Activité
Prolongez le texte sur le gouvernement Trudeau et l'arrivée de Michael Sabia aux Finances, en commençant juste après sa dernière phrase.

Extrait du document
Le gouvernement Trudeau n’inspire pas la plus grande confiance quand il s’agit de mesures économiques. On sait que Bill Morneau, perçu comme un des seuls membres du gouvernement avec un profil économique, avait tenté de modérer les réflexes dépensiers du premier ministre depuis le début de la pandémie.

Mme Freeland, toujours aussi volontaire pour succéder à un collègue, surtout si la marche la rapproche du haut du podium, l’a remplacé en août 2020 et se trouve aujourd’hui à l’épicentre d’un exercice budgétaire périlleux qui approche à grands pas.

En décembre dernier, le premier ministre Trudeau a réussi un coup fumant en recrutant Michael Sabia au poste de sous-ministre au ministère des Finances. M. Sabia avait quitté la direction de la Caisse de dépôt et placement du Québec en février 2020. Pour M. Sabia, il s’agit d’un retour à ses racines, lui qui avait entamé sa carrière au sein de la fonction publique canadienne.

PHOTO SEAN KILPATRICK, ARCHIVES LA PRESSE CANADIENNE

Michael Sabia [au premier plan] a quitté la direction de la Caisse de dépôt et placement du Québec en février 2020.

Données sources
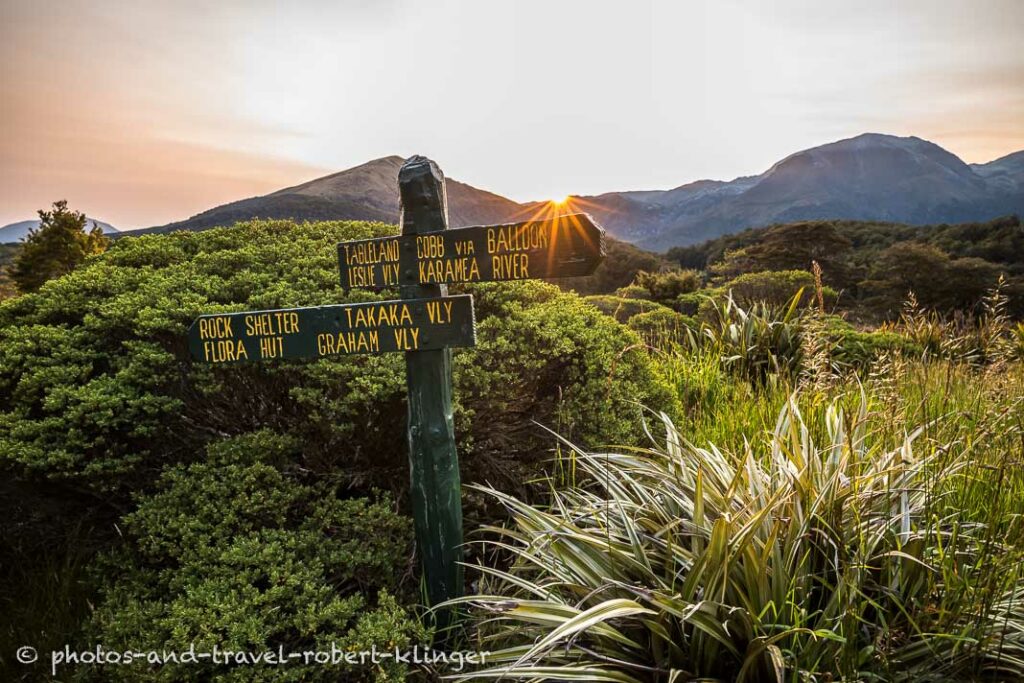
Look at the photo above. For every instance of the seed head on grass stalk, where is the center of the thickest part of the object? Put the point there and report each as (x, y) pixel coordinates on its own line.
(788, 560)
--
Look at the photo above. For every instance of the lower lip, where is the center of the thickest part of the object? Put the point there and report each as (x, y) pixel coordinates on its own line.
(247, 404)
--
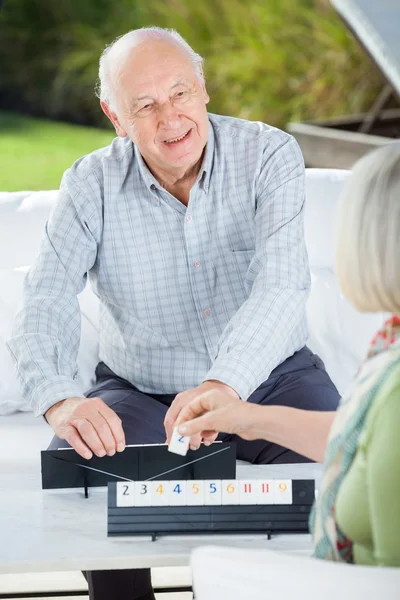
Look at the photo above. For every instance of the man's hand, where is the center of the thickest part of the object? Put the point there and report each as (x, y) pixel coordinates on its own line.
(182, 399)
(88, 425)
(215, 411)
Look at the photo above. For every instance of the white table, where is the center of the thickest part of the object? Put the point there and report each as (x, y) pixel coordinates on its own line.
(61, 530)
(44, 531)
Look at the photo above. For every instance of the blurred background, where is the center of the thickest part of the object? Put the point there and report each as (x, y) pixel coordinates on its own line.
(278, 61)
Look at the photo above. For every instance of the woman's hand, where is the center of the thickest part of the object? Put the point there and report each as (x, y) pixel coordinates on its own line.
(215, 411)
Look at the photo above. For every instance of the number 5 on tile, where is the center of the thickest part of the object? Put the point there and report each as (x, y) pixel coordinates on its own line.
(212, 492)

Réponse
Il serait injuste de ne pas qualifier son passage à la Caisse de grand succès. Certes, sa nomination en 2009 avait surpris. D’autres candidats avec des compétences plus pointues sur les marchés financiers et la gestion de portefeuille avaient été pressentis. M. Sabia arrivait du CN et de BCE, des entreprises de grande envergure, nul doute, mais dont les principales opérations se trouvaient à des lieues de celles d’une des plus importantes caisses de retraite au monde.

La performance robuste de l’économie durant son séjour à la Caisse n’est pas étrangère aux succès de M. Sabia. Mais sa plus grande contribution aura été celle de hausser le calibre de l’équipe à la Caisse. Il a réussi à recruter des hommes et des femmes de grand talent d’ici et d’ailleurs alors que la Caisse avait encore mauvaise presse. Mieux encore, il a convaincu plusieurs Québécois partis à l’étranger de revenir au bercail pour mettre leur talent au profit de nos épargnes. La Caisse dont il a hérité en 2009 et celle qu’il a léguée à son successeur, Charles Emond, ne pouvaient être plus différentes.

Son mandat à Ottawa, on le devine, sera d’un autre ordre. Le gouvernement qu’il sert maintenant mène dans les sondages, nonobstant des ratés spectaculaires dans l’approvisionnement de vaccins.

La tentation d’aller aux urnes ce printemps pour obtenir un mandat majoritaire risque donc d’être forte dans le camp du premier ministre.

Ce que l’électorat pardonne aujourd’hui sera perçu fort différemment à l’automne si plusieurs pays industrialisés ont vacciné la majorité de leurs citoyens et que le Canada tire toujours de l’arrière.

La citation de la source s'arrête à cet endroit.